--- Selected passage ---
In Celebration of Errors

Adversity, setbacks, and even trauma may actually be necessary for people to be successful and fulfilled.

 

I had a rare quiet lunch at home today and enjoyed some leisurely reading…and I found myself drawn to finish an article in Psychology Today that I had started months ago but hadn’t finished.

A couple of excerpts:

  • We do know that learning is error-driven—probably as a result of the brain trying to be efficient. Failures grab our attention. So many things happen the way we expect them to that mistakes register disproportionately. We’re forced to integrate that new information. Researchers have found that the more wildly wrong our prediction was, the quicker we learn.
  • We should hope, then, for exposure to failure, early and often….Such a pattern [of failure] seems to promote the trait sometimes called equanimity. We learn that trauma is survivable, so we don’t plunge too deeply following setbacks. [bold marking mine]
  • Chess is a game of failure….At the beginning you lose—a lot. The kids who are going to succeed are the ones who learn to stand it. A lot of young players find losing so devastating they never adapt, never learn to metabolize that failure and to not take it personally. But good players lose and then put the game behind them emotionally.

--- Records provided ---
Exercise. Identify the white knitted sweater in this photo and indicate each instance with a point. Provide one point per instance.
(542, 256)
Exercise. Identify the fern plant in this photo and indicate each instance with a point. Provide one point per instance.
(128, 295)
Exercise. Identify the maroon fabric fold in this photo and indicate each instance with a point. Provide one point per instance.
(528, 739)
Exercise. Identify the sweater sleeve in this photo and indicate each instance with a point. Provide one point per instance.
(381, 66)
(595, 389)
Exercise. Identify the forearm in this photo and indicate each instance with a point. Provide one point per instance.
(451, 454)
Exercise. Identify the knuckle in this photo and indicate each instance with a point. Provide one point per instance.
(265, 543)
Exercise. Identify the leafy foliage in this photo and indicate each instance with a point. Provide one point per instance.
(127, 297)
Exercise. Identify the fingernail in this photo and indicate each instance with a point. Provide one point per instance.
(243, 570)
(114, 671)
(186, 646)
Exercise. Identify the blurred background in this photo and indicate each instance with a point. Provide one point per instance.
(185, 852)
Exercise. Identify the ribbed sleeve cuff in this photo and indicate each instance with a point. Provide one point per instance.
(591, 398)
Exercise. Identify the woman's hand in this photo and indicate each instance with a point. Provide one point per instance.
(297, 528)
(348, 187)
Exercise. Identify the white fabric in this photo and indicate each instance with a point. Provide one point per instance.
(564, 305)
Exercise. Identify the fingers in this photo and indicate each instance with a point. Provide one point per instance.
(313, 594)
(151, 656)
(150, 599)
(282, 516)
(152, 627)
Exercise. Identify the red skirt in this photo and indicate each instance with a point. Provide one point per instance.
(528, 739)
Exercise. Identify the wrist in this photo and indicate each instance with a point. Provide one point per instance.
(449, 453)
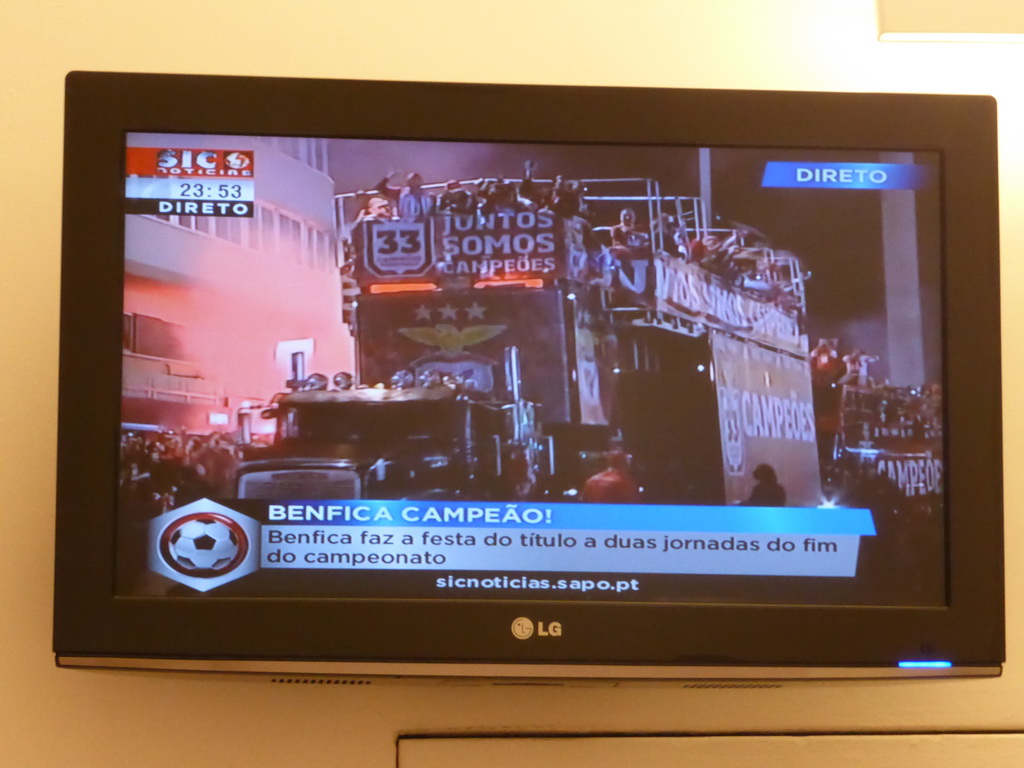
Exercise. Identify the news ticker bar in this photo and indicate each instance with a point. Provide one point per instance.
(718, 519)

--- Problems ---
(1) Tally the lines of the listing that contain the word "sweater", and reply with that number only.
(2) Resume the piece on learning from failure, picking up right after its final sentence.
The piece on learning from failure and the listing were taken from unrelated sources.

--- Results for each task ---
(1) 2

(2)
  • Bubble-wrapping kids to shield them from failing does them no favors. Without that trial-and-error learning from gradual exposure to risk, kids become vulnerable to anxiety disorders…But at the other extreme, exposure to repeated and relentless failure can crush the spirit of even a resilient kid. A parent’s job, then, is to create a kind of sweet spot of exposure to failure..
  • It’s interesting how many people are coming up to me and talking about their relationship with failure,” he [author Philip Schultz of Failure], “Everyone thinks they’re a failure. The only people who don’t are the ones who really are.”

 

LOVE. THIS. IDEA. of recognizing the value of mistakes.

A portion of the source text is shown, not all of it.